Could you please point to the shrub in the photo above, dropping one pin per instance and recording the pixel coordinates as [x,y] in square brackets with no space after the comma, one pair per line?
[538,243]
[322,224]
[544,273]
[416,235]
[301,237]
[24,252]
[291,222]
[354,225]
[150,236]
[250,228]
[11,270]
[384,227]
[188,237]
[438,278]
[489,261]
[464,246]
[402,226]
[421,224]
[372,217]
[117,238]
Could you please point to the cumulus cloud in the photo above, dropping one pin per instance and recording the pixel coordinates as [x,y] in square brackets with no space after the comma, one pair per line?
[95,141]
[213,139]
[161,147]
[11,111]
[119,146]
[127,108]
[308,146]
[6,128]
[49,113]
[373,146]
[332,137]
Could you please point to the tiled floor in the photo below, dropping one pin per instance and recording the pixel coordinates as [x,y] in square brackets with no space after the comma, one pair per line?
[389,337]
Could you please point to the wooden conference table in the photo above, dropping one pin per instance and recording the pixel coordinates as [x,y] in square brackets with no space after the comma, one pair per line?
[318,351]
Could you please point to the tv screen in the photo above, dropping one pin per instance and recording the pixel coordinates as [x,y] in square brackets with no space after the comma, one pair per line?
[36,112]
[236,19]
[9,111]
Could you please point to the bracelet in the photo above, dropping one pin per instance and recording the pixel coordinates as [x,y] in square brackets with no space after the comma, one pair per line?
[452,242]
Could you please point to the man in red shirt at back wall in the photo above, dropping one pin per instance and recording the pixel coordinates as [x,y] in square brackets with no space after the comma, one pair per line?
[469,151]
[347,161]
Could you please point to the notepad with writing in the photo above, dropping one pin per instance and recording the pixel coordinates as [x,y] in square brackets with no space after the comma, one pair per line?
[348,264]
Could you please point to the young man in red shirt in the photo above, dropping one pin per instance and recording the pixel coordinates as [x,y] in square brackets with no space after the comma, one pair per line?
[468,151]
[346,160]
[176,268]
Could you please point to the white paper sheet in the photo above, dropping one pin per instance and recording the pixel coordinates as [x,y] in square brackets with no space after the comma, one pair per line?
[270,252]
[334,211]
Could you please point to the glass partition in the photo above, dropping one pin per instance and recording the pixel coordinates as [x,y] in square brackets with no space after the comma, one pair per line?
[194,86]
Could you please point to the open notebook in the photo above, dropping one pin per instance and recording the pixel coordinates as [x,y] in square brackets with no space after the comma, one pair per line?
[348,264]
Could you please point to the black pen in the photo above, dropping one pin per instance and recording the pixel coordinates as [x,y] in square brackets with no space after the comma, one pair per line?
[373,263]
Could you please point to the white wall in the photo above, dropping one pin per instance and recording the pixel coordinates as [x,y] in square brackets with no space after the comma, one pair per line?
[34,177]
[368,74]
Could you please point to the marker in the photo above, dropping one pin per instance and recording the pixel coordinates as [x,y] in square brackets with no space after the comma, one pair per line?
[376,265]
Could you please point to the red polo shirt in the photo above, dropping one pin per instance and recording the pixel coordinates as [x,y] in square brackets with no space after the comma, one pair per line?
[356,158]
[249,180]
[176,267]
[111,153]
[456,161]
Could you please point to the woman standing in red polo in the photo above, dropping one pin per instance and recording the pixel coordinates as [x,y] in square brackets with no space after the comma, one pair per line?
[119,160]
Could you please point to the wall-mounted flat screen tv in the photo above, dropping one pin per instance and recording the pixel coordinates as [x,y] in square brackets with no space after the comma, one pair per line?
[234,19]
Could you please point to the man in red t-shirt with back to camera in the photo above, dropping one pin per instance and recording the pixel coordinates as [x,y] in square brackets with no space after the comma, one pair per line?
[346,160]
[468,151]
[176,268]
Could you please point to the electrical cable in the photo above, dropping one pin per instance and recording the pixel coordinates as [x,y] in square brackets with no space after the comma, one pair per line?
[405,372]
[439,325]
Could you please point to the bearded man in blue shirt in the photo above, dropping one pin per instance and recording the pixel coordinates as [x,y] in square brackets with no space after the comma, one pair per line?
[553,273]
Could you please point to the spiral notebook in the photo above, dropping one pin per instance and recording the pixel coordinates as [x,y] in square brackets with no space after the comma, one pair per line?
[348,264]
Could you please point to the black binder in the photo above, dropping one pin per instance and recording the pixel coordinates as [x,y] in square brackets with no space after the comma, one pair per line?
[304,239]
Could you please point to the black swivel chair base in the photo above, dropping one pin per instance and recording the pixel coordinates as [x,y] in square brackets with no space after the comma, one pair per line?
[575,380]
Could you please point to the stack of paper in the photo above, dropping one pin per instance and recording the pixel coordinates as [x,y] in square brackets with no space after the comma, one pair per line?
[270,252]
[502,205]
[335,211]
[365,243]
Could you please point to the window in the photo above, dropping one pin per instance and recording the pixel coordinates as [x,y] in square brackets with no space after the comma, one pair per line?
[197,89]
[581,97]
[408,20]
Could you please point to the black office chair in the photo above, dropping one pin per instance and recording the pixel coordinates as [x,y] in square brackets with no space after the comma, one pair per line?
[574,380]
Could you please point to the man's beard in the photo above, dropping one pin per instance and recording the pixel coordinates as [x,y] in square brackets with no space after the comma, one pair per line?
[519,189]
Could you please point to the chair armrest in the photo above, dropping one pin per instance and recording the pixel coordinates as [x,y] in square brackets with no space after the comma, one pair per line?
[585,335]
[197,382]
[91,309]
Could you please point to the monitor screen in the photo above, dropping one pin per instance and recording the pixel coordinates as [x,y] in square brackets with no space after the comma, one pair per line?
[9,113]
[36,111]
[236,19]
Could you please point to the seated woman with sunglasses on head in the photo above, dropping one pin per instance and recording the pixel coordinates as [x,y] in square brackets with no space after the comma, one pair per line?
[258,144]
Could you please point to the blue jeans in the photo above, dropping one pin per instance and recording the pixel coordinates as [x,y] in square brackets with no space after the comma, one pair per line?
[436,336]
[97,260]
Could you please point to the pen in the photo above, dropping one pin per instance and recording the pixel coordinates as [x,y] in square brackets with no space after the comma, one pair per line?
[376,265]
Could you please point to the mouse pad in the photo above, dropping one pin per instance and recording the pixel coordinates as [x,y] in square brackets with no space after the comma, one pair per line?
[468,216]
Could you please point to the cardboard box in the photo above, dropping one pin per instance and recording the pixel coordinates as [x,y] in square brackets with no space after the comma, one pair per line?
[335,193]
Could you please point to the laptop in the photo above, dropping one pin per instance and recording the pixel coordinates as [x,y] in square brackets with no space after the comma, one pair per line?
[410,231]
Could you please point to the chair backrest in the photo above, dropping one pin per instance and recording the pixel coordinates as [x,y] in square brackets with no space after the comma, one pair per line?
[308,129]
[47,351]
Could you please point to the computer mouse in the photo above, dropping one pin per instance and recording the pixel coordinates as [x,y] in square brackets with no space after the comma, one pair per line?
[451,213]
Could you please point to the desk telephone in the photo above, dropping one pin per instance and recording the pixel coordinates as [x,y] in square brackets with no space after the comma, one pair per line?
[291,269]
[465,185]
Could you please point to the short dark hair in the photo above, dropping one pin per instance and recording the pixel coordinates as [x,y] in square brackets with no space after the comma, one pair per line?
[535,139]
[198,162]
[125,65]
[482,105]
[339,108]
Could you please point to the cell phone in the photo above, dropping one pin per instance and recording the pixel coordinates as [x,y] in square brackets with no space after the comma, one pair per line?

* **任务指令**
能否把上面的全部材料改写成一个 JSON 字符串列表，每一行对应一个字符串，空行不计入？

* **任务答案**
[
  "Could you please point to the shrub in the photo above, dropping one pin per instance and recording the pixel coordinates as [x,y] in square brackets with no space after the comma, one pair per line?",
  "[538,243]",
  "[322,224]",
  "[544,273]",
  "[416,235]",
  "[301,237]",
  "[24,252]",
  "[291,222]",
  "[354,225]",
  "[150,236]",
  "[250,228]",
  "[11,270]",
  "[384,227]",
  "[188,237]",
  "[438,278]",
  "[489,261]",
  "[464,246]",
  "[402,226]",
  "[421,224]",
  "[372,217]",
  "[117,238]",
  "Could you please point to the cumulus cloud in the photo above, dropping one pin per instance and recording the pixel coordinates as [x,y] in square brackets with no space after the comma, one pair per line?",
  "[95,141]",
  "[213,139]",
  "[161,147]",
  "[11,111]",
  "[119,146]",
  "[127,108]",
  "[308,146]",
  "[6,128]",
  "[49,113]",
  "[373,146]",
  "[332,137]",
  "Could you please point to the tiled floor in the photo below, dropping one pin per instance and recording the pixel coordinates as [x,y] in square brackets with no space after the comma, one pair per line?",
  "[389,337]",
  "Could you please point to the wooden conference table in the photo above, dropping one pin per instance and recording the pixel coordinates as [x,y] in square brackets with no space after the comma, one pair per line?",
  "[318,351]",
  "Could you please point to the tv screen in the photo above, dropping one pin per instance and recording the pixel coordinates as [x,y] in square brackets with no space after the comma, one pair per line?",
  "[36,112]",
  "[236,19]",
  "[9,111]",
  "Could you please point to the bracelet in the photo above, dropping one pin per instance and recording the pixel coordinates as [x,y] in square brackets with no space after the comma, one pair per line?",
  "[452,242]",
  "Could you please point to the man in red shirt at back wall in the photo above, dropping one pin per instance and recording the pixel coordinates as [x,y] in square brackets with no space after the comma, one pair per line?",
  "[469,151]",
  "[347,161]",
  "Could you please point to the notepad with writing in the photo above, dropping one pin per instance and recording the pixel coordinates as [x,y] in square brackets with no space after the comma, one pair per line?",
  "[348,264]",
  "Could you please point to the young man in red shirt in the photo above, dropping one pin per instance and recording the pixel coordinates as [x,y] in square brackets with no space after the comma, one pair per line?",
  "[468,151]",
  "[346,160]",
  "[176,268]",
  "Could you please point to the white paper sheet in the photo above, dropping one pin per instance and recording the pixel coordinates as [x,y] in square brackets with no space after the comma, one pair per line?",
  "[270,252]",
  "[334,211]",
  "Could you please point to the glass partition in the photo above, dropping one pin per instance and recording the pixel coordinates as [x,y] in square brackets with no space after the comma, one pair per line?",
  "[194,86]",
  "Could you please point to the open notebook in the photo above, dropping one pin per instance and recording the pixel coordinates as [x,y] in square brackets with no space after the comma, one pair per line?",
  "[348,264]",
  "Could you please point to the black pen in the photo above, dropping one pin per instance and recording the pixel coordinates as [x,y] in square brackets with no space after the comma, one pair per line?",
  "[373,263]",
  "Could you please point to the white wall in the photo above, dropping one pin per instance and recording the pixel coordinates as [x,y] in square brackets with no space after the comma, one pair per line?",
  "[34,177]",
  "[368,74]",
  "Could you please point to the marker in the photo above, dropping one pin per instance and recording the pixel coordinates as [x,y] in square brackets with no space after the comma, one pair per line?",
  "[376,265]",
  "Could you please point to the red polo shirt in the photo above, dropping one pin per instance and recording the pixel coordinates as [x,y] in square brackets with no space after the comma, one pair per line?",
  "[356,158]",
  "[249,180]",
  "[176,267]",
  "[111,153]",
  "[456,161]",
  "Could you please point to the woman standing in red polo in the photo above, dropping one pin per instance and recording the pixel coordinates as [x,y] in square brackets with no space after the comma, one pair per line?",
  "[119,160]",
  "Could you please point to the wall-mounted flat screen tv in the photo above, dropping one pin per instance and recording the pixel coordinates as [x,y] in square brackets with no space after the comma, one pair per line?",
  "[234,19]",
  "Could you please point to the man in red t-shirt with back to camera in the photo above, dropping one pin per instance and recording the pixel coordinates as [x,y] in square brackets with no space after the comma, one pair per line?",
  "[346,160]",
  "[468,151]",
  "[176,268]",
  "Could you please point to the electrical cable in the photo above, dropping one pin per instance and recording the pixel coordinates as [x,y] in square brackets with no space after the comma, one pair per line?",
  "[405,372]",
  "[439,325]",
  "Could you please point to the bearded man in blue shirt in the photo above, dropping one pin per instance and recording the pixel coordinates as [x,y] in square brackets with no space after the comma, one pair per line?",
  "[553,273]",
  "Could you please point to the spiral notebook in the photo above, dropping one pin per instance and recording the pixel coordinates as [x,y] in square brackets with no space after the comma, one pair per line?",
  "[348,264]",
  "Could you please point to the black binder in the photo above, dropping one pin per instance and recording the pixel coordinates as [x,y] in square brackets with no space after the comma, one pair per line?",
  "[304,239]",
  "Could you please point to the black swivel chair base in the photo above, dropping one pin per instance and recording the pixel coordinates as [x,y] in square brackets with no space after the comma, one pair per line?",
  "[575,380]",
  "Could you please point to the stack of paper in the photo above, dropping one pin per instance and recording the pixel coordinates as [x,y] in square brackets with no space after the comma, one pair per line?",
  "[270,252]",
  "[502,205]",
  "[335,211]",
  "[365,243]",
  "Could you please point to the window in the photo above, dropping one pin per instance and recording the pixel coordinates as [x,y] in square brackets with no space after the comma, one pair per line?",
  "[197,89]",
  "[581,97]",
  "[408,20]",
  "Could you please point to the black office chair in the photo above, dropping one pin per instance and recording the pixel coordinates as [x,y] in square brackets with no space after the comma, one pair per line?",
  "[574,380]",
  "Could you please point to the man's beard in the photo above, dropping one pin per instance and recording the pixel coordinates as [x,y] in square brackets with no space after the comma, one pair per line?",
  "[519,189]",
  "Could you please point to the chair armrest in the photo above, dropping one pin per instance and recording the pixel coordinates as [x,y] in square brackets with no space after the comma, one pair per line?",
  "[585,335]",
  "[197,382]",
  "[91,309]",
  "Could you please point to the monitor screen in the photo above, dropping one pin per instance and recording the pixel coordinates as [x,y] in square brackets with no space after the comma, one pair per line?",
  "[9,113]",
  "[36,111]",
  "[236,19]",
  "Could you please point to the seated woman with sunglasses on head in the photo above, dropping one pin per instance and recording the pixel coordinates as [x,y] in square brackets with no space after the comma, one pair per line?",
  "[258,144]",
  "Could you please point to the blue jeans in the photo above, dropping one pin per instance and recording the pixel coordinates as [x,y] in square brackets with no space after the comma, one pair per line?",
  "[436,336]",
  "[97,260]",
  "Could you please point to the pen in the photo above, dropping one pin per instance and recording the pixel coordinates as [x,y] in square brackets with no space after the comma, one pair per line?",
  "[376,265]",
  "Could you please point to the mouse pad in the photo above, dropping one pin per instance and recording the pixel coordinates as [x,y] in square brackets with no space after the comma, one pair per line?",
  "[468,216]",
  "Could you please point to the cardboard box in the photo above, dropping one pin per instance and recording the pixel coordinates as [x,y] in square brackets with no space after the comma, one pair per line?",
  "[335,193]",
  "Could you please point to the laptop in the photo above, dropping one pin per instance and recording the pixel coordinates as [x,y] in square brackets with no space after the comma, one pair per line?",
  "[410,231]",
  "Could you please point to the chair backrest in the photo above, dropping one pin per instance and recording the pixel coordinates as [x,y] in square brackets with no space after the comma, one pair per line?",
  "[308,129]",
  "[47,351]",
  "Could you please point to the computer mouse in the photo above, dropping one pin per instance and recording the pixel coordinates as [x,y] in square brackets with no space after the comma, one pair per line?",
  "[451,213]",
  "Could you please point to the desk telephone in the photo above, dropping one pin per instance and recording the pixel coordinates as [x,y] in square brackets with no space after the comma, one pair per line?",
  "[291,269]",
  "[465,185]",
  "Could you please point to the short dark hair in the photo above, dropping one pin per instance and recording the pixel coordinates as [x,y] in square brackets with no space after the comma, one pair per line?",
  "[535,139]",
  "[198,162]",
  "[125,65]",
  "[482,105]",
  "[339,108]",
  "Could you please point to the cell phone in the photo above, dropping one pin per instance and recording the pixel coordinates as [x,y] in square brackets with no space after the comma, one pair per line?"
]